━━━ EXERCISE INPUT

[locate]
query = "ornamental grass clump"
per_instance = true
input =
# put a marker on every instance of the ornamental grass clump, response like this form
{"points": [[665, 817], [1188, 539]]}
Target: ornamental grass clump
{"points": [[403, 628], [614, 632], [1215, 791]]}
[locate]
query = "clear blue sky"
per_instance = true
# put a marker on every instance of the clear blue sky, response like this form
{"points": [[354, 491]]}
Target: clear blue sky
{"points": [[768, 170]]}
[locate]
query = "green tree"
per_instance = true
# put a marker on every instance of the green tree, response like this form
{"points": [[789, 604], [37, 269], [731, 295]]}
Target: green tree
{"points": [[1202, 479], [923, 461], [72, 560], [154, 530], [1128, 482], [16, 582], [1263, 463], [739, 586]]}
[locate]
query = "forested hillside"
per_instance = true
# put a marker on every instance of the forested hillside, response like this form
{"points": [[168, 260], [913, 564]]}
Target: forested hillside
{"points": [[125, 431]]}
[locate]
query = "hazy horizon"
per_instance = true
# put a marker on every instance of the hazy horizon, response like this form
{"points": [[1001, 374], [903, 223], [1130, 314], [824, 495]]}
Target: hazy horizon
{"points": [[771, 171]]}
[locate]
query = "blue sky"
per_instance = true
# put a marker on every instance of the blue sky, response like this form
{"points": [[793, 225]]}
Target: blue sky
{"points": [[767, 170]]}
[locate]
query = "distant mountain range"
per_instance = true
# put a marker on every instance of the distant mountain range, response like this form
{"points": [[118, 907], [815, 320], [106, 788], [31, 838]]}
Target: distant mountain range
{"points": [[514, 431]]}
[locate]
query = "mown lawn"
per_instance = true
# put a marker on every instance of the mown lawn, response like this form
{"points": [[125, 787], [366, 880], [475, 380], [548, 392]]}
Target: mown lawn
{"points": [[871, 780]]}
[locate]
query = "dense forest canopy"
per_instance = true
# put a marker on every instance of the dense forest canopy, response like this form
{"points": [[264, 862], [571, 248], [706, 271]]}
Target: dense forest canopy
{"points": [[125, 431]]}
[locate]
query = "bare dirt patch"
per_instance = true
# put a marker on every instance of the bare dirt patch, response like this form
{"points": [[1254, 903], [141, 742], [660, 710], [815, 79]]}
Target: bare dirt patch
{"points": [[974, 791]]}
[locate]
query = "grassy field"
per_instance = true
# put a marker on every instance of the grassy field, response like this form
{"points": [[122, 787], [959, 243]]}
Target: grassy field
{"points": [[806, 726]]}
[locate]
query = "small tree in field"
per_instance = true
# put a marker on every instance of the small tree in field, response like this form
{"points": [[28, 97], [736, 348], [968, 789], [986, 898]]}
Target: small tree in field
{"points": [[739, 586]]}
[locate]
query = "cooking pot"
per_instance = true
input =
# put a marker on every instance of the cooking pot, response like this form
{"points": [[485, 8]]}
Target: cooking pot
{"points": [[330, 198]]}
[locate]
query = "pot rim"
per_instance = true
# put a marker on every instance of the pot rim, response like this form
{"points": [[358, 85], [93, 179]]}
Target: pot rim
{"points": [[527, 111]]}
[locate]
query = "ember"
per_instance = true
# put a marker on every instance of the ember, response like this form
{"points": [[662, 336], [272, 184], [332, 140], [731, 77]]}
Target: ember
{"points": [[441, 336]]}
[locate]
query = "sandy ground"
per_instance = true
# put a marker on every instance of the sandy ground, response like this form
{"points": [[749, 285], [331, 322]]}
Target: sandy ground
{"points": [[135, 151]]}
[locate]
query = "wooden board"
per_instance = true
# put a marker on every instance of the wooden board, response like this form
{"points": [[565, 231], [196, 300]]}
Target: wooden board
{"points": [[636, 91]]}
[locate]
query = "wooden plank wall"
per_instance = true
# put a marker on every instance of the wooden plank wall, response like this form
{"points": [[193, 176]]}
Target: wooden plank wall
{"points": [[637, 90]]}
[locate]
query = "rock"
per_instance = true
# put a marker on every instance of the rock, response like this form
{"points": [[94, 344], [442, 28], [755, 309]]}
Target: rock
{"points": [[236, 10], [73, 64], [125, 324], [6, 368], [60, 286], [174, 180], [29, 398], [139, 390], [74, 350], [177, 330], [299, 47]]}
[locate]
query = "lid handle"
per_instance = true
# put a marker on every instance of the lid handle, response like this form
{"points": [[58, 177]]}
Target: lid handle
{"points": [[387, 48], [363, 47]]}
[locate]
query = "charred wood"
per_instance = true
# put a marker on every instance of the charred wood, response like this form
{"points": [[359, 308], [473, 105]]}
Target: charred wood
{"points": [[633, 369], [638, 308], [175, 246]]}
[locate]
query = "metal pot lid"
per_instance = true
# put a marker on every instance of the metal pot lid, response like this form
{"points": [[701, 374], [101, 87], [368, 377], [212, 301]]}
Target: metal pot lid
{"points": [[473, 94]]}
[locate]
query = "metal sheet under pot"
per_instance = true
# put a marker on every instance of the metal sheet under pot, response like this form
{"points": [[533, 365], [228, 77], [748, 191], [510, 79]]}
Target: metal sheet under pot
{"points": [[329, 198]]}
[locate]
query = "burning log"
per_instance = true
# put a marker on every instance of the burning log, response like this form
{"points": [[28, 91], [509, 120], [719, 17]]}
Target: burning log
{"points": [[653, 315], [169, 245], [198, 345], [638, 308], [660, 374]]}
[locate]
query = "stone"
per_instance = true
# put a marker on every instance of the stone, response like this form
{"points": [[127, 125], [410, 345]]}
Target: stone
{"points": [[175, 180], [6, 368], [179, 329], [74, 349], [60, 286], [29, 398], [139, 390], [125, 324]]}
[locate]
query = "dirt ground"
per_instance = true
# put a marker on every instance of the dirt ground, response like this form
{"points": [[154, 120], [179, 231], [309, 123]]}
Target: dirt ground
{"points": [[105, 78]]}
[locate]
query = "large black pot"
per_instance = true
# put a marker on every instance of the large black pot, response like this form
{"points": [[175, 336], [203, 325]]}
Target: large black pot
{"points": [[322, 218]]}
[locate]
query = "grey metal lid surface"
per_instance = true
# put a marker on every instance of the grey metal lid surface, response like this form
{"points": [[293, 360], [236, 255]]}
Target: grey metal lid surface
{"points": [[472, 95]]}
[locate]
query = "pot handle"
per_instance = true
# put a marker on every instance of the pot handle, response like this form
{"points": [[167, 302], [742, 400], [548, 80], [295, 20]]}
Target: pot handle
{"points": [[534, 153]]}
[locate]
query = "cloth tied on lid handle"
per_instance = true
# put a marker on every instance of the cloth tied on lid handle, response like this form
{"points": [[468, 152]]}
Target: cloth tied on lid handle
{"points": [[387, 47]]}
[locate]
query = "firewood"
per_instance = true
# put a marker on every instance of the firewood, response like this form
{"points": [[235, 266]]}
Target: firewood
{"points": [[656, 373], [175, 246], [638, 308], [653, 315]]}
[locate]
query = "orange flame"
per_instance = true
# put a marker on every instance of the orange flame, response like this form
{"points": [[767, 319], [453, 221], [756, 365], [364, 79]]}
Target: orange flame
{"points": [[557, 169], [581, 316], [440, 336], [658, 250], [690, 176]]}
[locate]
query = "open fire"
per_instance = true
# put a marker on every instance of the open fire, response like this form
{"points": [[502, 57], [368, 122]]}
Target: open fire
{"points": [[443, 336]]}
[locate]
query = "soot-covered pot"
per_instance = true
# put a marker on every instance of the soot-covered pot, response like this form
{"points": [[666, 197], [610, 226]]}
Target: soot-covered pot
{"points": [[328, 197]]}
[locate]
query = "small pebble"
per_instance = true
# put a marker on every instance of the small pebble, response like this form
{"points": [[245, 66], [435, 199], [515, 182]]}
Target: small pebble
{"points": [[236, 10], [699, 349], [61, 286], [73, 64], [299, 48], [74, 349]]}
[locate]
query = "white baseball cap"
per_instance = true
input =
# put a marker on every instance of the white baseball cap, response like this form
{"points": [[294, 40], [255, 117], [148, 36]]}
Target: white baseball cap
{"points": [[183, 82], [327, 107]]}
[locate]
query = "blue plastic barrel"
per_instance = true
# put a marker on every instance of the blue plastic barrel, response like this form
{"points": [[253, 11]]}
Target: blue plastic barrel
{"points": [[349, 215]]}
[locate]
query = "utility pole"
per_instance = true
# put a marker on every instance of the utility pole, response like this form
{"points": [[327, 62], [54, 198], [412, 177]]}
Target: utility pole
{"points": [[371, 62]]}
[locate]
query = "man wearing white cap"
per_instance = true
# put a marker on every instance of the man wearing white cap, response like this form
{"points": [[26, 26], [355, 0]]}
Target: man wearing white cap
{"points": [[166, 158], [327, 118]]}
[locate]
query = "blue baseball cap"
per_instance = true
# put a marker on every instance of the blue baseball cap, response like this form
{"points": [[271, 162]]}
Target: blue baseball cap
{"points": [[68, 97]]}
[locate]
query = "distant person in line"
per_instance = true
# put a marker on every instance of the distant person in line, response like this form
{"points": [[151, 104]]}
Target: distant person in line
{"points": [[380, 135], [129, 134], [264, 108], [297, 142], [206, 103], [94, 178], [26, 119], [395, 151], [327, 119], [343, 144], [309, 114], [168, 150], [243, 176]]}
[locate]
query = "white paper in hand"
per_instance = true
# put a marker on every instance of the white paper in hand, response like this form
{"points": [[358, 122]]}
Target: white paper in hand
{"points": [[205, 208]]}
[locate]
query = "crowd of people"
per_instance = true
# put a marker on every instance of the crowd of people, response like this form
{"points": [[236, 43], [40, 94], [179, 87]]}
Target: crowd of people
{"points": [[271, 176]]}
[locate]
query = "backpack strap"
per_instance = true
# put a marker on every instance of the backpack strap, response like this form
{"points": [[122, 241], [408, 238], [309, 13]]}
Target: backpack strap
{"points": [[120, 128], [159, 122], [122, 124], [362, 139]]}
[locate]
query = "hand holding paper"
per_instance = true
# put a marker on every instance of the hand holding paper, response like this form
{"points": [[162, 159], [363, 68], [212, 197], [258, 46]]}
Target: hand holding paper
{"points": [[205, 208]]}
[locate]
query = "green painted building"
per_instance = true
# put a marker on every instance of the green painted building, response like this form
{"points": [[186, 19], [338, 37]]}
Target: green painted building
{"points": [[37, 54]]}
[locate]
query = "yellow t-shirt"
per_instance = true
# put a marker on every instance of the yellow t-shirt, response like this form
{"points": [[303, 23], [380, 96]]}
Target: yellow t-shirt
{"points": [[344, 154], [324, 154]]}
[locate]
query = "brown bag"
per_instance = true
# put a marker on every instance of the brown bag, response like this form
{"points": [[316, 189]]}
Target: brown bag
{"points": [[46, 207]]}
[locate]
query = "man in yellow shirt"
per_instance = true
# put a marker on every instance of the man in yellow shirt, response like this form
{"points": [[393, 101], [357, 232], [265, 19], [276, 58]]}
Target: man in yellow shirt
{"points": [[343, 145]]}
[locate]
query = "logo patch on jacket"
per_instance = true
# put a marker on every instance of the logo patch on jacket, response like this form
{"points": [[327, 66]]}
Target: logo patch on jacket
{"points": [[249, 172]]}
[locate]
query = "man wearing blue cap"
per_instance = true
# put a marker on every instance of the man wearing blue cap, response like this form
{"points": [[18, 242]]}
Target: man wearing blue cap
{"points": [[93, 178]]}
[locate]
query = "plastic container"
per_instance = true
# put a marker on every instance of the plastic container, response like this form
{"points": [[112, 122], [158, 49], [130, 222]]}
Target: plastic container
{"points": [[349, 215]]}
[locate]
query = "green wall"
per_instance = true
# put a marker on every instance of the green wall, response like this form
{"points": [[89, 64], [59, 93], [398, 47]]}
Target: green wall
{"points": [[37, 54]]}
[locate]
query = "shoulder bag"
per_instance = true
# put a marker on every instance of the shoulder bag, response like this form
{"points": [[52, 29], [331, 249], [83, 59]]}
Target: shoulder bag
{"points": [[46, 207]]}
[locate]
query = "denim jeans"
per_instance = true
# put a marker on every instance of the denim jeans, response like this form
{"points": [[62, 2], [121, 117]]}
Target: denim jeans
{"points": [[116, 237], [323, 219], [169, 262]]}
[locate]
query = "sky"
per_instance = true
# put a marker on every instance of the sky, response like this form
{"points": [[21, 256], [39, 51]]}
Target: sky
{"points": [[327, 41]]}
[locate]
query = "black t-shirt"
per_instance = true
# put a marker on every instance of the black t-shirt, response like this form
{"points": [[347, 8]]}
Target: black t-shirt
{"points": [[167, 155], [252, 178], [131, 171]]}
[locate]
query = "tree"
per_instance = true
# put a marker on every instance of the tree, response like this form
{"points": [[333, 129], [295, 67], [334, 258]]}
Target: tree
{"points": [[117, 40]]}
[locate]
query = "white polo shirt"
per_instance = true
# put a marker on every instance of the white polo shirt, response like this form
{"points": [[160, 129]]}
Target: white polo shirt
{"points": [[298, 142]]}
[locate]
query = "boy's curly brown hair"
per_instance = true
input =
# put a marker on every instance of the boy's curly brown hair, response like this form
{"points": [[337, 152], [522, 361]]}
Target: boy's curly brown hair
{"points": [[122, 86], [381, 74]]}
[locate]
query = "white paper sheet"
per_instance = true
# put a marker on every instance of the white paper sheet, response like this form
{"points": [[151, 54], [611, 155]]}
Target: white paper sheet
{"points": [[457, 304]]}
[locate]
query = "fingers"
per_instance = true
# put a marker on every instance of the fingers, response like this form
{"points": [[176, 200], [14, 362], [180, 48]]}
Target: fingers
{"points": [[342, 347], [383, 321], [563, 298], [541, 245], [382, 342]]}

━━━━━━

DIRECTIONS FOR THIS TASK ::
How many lines in the data above contain the word "tied"? Reply with only the number.

TASK RESULT ::
3